** Opening Data extract block **

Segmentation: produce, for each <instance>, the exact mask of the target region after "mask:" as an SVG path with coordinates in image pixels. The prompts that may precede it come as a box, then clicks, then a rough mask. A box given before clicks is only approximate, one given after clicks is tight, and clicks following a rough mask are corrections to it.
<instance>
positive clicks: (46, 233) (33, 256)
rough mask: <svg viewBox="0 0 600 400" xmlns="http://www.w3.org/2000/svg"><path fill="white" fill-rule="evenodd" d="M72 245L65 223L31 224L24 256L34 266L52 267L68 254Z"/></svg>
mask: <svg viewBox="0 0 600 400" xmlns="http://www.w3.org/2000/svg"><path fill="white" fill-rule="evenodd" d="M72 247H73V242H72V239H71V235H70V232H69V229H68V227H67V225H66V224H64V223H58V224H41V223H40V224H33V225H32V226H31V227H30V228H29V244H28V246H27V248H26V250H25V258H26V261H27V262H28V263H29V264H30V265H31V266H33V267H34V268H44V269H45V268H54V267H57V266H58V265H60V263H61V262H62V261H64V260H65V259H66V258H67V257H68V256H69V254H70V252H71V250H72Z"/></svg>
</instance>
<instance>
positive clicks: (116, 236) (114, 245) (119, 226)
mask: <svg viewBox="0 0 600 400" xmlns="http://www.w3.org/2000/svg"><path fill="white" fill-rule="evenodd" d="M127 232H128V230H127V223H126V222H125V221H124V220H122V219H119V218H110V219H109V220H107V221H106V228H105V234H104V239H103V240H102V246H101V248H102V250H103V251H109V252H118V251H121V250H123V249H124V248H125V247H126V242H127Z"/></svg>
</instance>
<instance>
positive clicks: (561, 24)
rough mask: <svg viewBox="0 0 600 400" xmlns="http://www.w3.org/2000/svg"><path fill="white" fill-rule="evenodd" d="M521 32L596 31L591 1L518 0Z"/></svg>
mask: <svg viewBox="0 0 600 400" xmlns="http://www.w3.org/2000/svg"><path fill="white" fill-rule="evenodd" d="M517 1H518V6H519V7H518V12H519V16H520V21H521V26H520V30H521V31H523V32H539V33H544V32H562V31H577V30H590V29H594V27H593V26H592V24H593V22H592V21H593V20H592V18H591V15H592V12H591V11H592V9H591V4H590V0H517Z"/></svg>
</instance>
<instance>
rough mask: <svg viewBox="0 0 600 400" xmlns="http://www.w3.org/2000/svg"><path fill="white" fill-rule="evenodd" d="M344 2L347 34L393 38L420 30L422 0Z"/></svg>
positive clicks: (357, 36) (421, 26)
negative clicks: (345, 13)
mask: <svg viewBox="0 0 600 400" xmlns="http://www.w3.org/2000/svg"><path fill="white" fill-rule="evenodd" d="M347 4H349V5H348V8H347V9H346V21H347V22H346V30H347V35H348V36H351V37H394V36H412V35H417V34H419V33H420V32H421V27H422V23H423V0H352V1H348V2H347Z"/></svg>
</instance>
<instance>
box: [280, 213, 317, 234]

** Closing Data extract block **

> _Task requirements_:
Write out all of the data above verbatim, reproducing every line without alteration.

> _Your response_:
Segmentation: produce, for each <instance>, the exact mask of the target region after "mask:" as an SVG path with coordinates in image pixels. The prompts that may precede it come as a box, then clicks, then a rough mask. A box given before clicks is only approximate, one given after clicks is tight, and clicks following a rough mask are corrections to it.
<instance>
positive clicks: (46, 233) (33, 256)
rough mask: <svg viewBox="0 0 600 400" xmlns="http://www.w3.org/2000/svg"><path fill="white" fill-rule="evenodd" d="M72 245L65 223L31 224L24 256L34 266L52 267L68 254Z"/></svg>
mask: <svg viewBox="0 0 600 400" xmlns="http://www.w3.org/2000/svg"><path fill="white" fill-rule="evenodd" d="M72 247H73V242H72V239H71V235H70V232H69V229H68V227H67V225H66V224H64V223H58V224H41V223H40V224H33V225H32V226H31V227H30V228H29V244H28V246H27V248H26V250H25V258H26V261H27V262H28V263H29V264H30V265H31V266H33V267H34V268H44V269H45V268H54V267H57V266H58V265H60V263H61V262H62V261H64V260H65V259H66V258H67V257H68V256H69V254H70V252H71V250H72Z"/></svg>
</instance>
<instance>
positive clicks: (116, 236) (114, 245) (119, 226)
mask: <svg viewBox="0 0 600 400" xmlns="http://www.w3.org/2000/svg"><path fill="white" fill-rule="evenodd" d="M127 232H128V230H127V223H126V222H125V221H124V220H122V219H119V218H110V219H109V220H107V221H106V228H105V234H104V239H103V240H102V246H101V248H102V250H103V251H109V252H118V251H121V250H123V249H124V248H125V247H126V242H127Z"/></svg>
</instance>
<instance>
positive clicks: (561, 24)
rough mask: <svg viewBox="0 0 600 400" xmlns="http://www.w3.org/2000/svg"><path fill="white" fill-rule="evenodd" d="M521 32L596 31L591 1L518 0Z"/></svg>
mask: <svg viewBox="0 0 600 400" xmlns="http://www.w3.org/2000/svg"><path fill="white" fill-rule="evenodd" d="M517 1H518V6H519V7H518V12H519V16H520V21H521V26H520V30H521V31H523V32H539V33H544V32H562V31H577V30H590V29H594V27H593V26H592V24H593V22H592V21H593V20H592V18H591V15H592V12H591V11H592V9H591V4H590V0H517Z"/></svg>
</instance>
<instance>
rough mask: <svg viewBox="0 0 600 400" xmlns="http://www.w3.org/2000/svg"><path fill="white" fill-rule="evenodd" d="M344 2L347 34L393 38L420 30L422 0Z"/></svg>
positive clicks: (357, 36) (421, 26)
negative clicks: (345, 13)
mask: <svg viewBox="0 0 600 400" xmlns="http://www.w3.org/2000/svg"><path fill="white" fill-rule="evenodd" d="M347 4H349V5H348V8H347V9H346V21H347V22H346V30H347V35H348V36H351V37H394V36H412V35H417V34H419V33H420V32H421V27H422V23H423V0H352V1H348V2H347Z"/></svg>
</instance>
<instance>
box: [280, 213, 317, 234]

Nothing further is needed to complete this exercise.